_Aim of the exercise_
Set down, in full, every record in the block.

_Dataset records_

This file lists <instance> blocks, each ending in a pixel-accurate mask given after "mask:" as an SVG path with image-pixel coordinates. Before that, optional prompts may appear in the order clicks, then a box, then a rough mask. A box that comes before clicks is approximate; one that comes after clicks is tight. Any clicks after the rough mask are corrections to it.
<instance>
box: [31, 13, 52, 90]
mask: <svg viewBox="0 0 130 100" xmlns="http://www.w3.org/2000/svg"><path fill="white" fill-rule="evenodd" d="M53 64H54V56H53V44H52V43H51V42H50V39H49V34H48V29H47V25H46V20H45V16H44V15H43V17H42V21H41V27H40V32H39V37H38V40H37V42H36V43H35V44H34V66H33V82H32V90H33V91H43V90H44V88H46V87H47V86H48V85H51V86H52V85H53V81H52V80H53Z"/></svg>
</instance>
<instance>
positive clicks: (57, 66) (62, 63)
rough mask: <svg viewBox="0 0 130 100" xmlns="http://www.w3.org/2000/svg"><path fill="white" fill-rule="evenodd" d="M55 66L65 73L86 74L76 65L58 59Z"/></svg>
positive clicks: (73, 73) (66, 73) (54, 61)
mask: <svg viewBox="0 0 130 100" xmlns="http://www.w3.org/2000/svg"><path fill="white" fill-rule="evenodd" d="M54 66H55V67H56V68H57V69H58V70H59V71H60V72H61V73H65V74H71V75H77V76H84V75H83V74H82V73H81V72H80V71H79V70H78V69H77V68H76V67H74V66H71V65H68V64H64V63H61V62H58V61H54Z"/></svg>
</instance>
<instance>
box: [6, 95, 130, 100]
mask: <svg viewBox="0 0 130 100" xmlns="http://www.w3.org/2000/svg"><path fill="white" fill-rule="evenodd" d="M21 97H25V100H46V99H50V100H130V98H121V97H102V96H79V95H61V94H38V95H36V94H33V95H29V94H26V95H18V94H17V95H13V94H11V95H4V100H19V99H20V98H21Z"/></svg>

_Completed exercise_
This file lists <instance> blocks, each ending in a pixel-accurate mask given after "mask:" as an SVG path with image-pixel coordinates. Before that, optional prompts may appear in the order clicks, then a box, then a rough mask. A box that comes before clicks is approximate; one that comes after clicks is tight. Any clicks after the rough mask are corrections to it.
<instance>
box: [31, 13, 52, 90]
mask: <svg viewBox="0 0 130 100" xmlns="http://www.w3.org/2000/svg"><path fill="white" fill-rule="evenodd" d="M53 64H54V56H53V44H52V43H51V42H50V39H49V34H48V29H47V25H46V20H45V16H44V15H43V17H42V21H41V27H40V32H39V37H38V40H37V42H36V43H35V44H34V66H33V82H32V90H33V91H43V90H44V88H46V87H47V86H48V85H51V86H52V85H53V81H52V80H53Z"/></svg>
</instance>
<instance>
positive clicks: (57, 66) (62, 63)
rough mask: <svg viewBox="0 0 130 100" xmlns="http://www.w3.org/2000/svg"><path fill="white" fill-rule="evenodd" d="M55 66L65 73L86 74L76 65L58 59Z"/></svg>
positive clicks: (73, 73) (66, 73) (54, 61)
mask: <svg viewBox="0 0 130 100" xmlns="http://www.w3.org/2000/svg"><path fill="white" fill-rule="evenodd" d="M54 66H55V67H56V68H57V69H58V70H59V71H60V72H61V73H65V74H71V75H77V76H84V75H83V74H82V73H81V72H80V71H79V70H78V69H77V68H76V67H74V66H71V65H68V64H64V63H61V62H58V61H54Z"/></svg>
</instance>
<instance>
box: [6, 95, 130, 100]
mask: <svg viewBox="0 0 130 100" xmlns="http://www.w3.org/2000/svg"><path fill="white" fill-rule="evenodd" d="M21 97H25V100H46V99H50V100H130V98H121V97H102V96H79V95H61V94H38V95H36V94H33V95H29V94H26V95H18V94H17V95H13V94H11V95H4V100H19V99H20V98H21Z"/></svg>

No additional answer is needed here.